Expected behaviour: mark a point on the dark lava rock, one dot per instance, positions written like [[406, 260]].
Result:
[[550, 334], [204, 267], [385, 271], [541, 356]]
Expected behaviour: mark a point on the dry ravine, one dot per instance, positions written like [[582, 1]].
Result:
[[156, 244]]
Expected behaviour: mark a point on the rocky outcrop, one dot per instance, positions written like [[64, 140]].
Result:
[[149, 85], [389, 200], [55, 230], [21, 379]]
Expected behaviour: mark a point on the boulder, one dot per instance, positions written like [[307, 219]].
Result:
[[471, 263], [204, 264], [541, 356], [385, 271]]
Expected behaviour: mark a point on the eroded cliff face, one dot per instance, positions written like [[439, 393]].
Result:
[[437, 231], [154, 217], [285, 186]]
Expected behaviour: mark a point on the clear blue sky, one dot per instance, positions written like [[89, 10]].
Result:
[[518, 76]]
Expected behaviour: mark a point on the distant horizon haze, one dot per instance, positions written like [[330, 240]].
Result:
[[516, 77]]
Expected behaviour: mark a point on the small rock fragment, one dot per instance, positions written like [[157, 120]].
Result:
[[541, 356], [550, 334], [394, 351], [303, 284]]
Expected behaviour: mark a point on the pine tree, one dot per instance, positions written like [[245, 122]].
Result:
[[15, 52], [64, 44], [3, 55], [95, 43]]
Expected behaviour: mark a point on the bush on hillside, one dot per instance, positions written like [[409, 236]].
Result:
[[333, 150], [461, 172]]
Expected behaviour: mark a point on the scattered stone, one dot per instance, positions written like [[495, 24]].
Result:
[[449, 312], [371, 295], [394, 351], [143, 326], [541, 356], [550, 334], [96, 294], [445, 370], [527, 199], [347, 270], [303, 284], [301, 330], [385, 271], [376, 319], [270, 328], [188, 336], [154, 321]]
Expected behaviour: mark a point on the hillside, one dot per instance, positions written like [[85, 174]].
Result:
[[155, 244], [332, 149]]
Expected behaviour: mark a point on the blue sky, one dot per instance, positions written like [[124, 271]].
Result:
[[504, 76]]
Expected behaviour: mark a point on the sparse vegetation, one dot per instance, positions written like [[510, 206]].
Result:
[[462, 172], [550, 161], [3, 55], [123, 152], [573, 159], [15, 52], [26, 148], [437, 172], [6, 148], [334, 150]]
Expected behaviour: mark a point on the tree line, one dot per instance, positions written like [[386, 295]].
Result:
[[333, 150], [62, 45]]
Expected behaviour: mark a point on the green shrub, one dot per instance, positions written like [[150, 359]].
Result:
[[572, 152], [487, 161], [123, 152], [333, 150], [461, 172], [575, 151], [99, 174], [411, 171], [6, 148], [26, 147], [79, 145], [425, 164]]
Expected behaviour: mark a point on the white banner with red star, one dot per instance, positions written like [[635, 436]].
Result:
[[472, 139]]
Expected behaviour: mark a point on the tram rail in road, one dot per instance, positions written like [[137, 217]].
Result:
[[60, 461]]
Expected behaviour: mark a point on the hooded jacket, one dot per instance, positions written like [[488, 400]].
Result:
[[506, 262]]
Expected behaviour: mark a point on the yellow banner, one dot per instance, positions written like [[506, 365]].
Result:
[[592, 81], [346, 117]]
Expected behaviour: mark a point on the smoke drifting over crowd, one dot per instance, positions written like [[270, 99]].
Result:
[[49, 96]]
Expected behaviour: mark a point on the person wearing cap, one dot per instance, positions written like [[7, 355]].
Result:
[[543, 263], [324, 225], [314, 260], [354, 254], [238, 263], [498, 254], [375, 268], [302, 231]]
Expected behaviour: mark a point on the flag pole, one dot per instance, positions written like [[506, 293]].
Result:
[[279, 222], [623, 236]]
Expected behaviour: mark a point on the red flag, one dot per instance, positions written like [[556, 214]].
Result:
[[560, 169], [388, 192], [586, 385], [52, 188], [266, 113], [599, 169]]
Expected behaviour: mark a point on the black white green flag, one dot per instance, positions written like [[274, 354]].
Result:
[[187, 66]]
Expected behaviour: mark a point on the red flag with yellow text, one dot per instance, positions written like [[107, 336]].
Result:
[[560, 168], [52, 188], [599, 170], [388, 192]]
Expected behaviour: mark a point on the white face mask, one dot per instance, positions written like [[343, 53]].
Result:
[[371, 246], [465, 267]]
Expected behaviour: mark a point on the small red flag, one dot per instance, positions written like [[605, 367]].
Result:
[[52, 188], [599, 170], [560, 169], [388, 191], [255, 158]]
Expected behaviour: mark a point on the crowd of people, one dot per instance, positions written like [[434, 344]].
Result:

####################

Take every line from the records above that has the word "tree" and copy it.

WRITTEN SOLUTION
Expected behaviour: mark a point on the pine tree, one dot per instance, positions written like [[245, 122]].
Expected behaviour: mark a point on the tree line, one dot per instance, positions written like [[386, 295]].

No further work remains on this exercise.